⟨
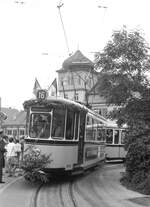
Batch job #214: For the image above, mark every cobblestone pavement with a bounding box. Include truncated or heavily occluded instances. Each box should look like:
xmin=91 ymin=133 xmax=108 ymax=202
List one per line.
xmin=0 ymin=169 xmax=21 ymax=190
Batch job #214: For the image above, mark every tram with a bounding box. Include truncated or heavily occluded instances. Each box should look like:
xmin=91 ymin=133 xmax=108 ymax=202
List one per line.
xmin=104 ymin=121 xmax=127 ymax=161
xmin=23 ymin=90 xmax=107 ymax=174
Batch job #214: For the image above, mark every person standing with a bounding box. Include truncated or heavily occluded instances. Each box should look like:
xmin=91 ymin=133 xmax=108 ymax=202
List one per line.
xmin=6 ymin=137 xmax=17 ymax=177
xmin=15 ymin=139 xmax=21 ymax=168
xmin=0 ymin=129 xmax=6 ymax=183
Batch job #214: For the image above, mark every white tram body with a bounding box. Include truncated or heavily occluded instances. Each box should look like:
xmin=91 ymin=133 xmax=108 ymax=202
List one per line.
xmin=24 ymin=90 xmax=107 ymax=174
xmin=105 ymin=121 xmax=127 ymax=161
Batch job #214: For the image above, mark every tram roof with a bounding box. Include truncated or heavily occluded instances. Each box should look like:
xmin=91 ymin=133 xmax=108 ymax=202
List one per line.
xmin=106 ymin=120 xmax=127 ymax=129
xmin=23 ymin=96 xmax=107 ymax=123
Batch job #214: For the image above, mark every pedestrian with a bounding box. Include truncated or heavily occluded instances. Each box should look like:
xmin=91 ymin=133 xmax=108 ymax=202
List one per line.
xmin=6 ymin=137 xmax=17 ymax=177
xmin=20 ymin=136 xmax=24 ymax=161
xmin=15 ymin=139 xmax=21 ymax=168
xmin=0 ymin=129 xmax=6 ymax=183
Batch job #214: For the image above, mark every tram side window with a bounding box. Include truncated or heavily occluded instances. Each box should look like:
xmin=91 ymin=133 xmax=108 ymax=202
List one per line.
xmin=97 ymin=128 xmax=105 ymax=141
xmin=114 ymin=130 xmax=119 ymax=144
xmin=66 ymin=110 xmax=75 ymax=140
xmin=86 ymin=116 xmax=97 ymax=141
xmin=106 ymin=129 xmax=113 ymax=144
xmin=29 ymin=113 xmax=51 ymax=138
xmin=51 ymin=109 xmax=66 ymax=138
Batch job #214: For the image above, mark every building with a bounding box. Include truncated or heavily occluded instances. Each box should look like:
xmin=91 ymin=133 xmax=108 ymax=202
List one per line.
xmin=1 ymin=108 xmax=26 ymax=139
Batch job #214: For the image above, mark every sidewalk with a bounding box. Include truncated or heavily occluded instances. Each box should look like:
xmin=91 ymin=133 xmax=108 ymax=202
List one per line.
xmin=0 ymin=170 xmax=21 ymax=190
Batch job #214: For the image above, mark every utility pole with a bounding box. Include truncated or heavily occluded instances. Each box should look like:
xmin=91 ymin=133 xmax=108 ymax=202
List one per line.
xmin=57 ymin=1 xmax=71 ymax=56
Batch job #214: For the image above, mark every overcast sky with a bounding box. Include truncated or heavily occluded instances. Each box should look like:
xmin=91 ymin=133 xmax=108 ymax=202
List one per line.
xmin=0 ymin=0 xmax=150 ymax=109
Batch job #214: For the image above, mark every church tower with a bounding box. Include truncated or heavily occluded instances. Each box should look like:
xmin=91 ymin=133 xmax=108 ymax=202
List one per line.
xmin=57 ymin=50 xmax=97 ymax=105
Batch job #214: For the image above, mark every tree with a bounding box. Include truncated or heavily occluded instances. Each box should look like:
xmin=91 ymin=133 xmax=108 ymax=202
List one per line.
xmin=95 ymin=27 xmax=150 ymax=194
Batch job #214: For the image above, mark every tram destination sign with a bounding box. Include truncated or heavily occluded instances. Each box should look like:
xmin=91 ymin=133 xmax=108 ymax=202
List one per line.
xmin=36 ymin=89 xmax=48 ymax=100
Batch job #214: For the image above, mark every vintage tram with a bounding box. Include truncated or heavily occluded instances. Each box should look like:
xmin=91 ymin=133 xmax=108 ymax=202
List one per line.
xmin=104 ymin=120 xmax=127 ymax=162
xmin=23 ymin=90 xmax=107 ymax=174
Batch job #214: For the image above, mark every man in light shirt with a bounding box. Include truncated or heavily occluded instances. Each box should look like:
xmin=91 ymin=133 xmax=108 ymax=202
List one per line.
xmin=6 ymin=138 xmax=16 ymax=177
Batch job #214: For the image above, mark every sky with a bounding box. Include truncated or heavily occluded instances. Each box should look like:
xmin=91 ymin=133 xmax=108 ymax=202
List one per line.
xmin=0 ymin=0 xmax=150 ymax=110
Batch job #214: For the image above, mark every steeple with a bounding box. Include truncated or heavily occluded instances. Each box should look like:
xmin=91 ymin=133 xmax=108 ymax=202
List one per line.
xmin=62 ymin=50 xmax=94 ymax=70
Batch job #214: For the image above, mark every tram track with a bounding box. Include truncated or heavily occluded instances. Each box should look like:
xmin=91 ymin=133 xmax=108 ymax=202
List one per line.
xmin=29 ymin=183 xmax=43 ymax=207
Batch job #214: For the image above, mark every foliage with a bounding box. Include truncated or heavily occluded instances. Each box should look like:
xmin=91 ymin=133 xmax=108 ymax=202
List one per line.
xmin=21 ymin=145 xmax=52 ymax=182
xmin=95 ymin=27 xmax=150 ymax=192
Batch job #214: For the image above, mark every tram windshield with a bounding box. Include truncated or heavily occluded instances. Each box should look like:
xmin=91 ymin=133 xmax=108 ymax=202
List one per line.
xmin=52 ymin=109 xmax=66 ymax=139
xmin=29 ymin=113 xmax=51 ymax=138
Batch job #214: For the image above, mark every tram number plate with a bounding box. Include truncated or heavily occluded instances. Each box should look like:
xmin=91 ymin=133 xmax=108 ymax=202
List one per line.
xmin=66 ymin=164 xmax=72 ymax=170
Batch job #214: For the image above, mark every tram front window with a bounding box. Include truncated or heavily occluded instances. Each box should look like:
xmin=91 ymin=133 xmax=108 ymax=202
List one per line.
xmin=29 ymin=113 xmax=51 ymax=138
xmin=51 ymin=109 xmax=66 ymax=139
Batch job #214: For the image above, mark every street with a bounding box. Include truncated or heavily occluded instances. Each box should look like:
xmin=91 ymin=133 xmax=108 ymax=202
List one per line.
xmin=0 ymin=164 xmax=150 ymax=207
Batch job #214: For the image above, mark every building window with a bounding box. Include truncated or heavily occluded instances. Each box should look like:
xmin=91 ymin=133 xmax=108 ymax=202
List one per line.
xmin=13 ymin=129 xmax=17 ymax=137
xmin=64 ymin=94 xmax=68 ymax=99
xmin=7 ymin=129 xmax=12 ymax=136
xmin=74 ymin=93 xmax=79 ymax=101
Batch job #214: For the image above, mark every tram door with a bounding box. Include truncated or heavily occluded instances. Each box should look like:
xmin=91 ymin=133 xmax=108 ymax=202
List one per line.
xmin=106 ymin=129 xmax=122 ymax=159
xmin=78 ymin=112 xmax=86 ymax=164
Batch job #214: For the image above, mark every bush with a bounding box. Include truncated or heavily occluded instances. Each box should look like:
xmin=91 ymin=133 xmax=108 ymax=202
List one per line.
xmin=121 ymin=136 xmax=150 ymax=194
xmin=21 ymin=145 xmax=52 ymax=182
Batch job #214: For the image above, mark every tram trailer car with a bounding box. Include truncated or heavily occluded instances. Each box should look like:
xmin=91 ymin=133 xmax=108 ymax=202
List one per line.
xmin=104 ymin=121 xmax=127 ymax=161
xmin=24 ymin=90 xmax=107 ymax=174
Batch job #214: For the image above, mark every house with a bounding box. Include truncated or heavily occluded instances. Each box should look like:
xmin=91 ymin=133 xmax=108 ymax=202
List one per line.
⟩
* To do *
Format everything from the line containing "Batch job #214: For the image above, mark every utility" down to the line containing "xmin=57 ymin=50 xmax=97 ymax=105", both included, as a Markdown table with columns Row and Line. Number each row and leave out blank lines.

* Completed exercise *
| Row | Line |
|---|---|
| 1 | Batch job #214: For the image above, mark every utility pole with a bounding box. Include truncated or heavily occluded instances. Each box should look like: |
| 2 | xmin=91 ymin=133 xmax=108 ymax=202 |
| 3 | List one per line. |
| 4 | xmin=57 ymin=1 xmax=71 ymax=56 |
| 5 | Batch job #214: For the image above, mark every overcast sky with a bounding box. Include truncated or heavily occluded instances. Each box should look like: |
| 6 | xmin=91 ymin=133 xmax=108 ymax=202 |
| 7 | List one per line. |
| 8 | xmin=0 ymin=0 xmax=150 ymax=109 |
| 9 | Batch job #214: For the image above, mark every church tower with a bounding box. Include truncated or heavily occluded instances. Each box should look like: |
| 10 | xmin=91 ymin=133 xmax=108 ymax=202 |
| 11 | List one per line. |
| 12 | xmin=57 ymin=50 xmax=97 ymax=105 |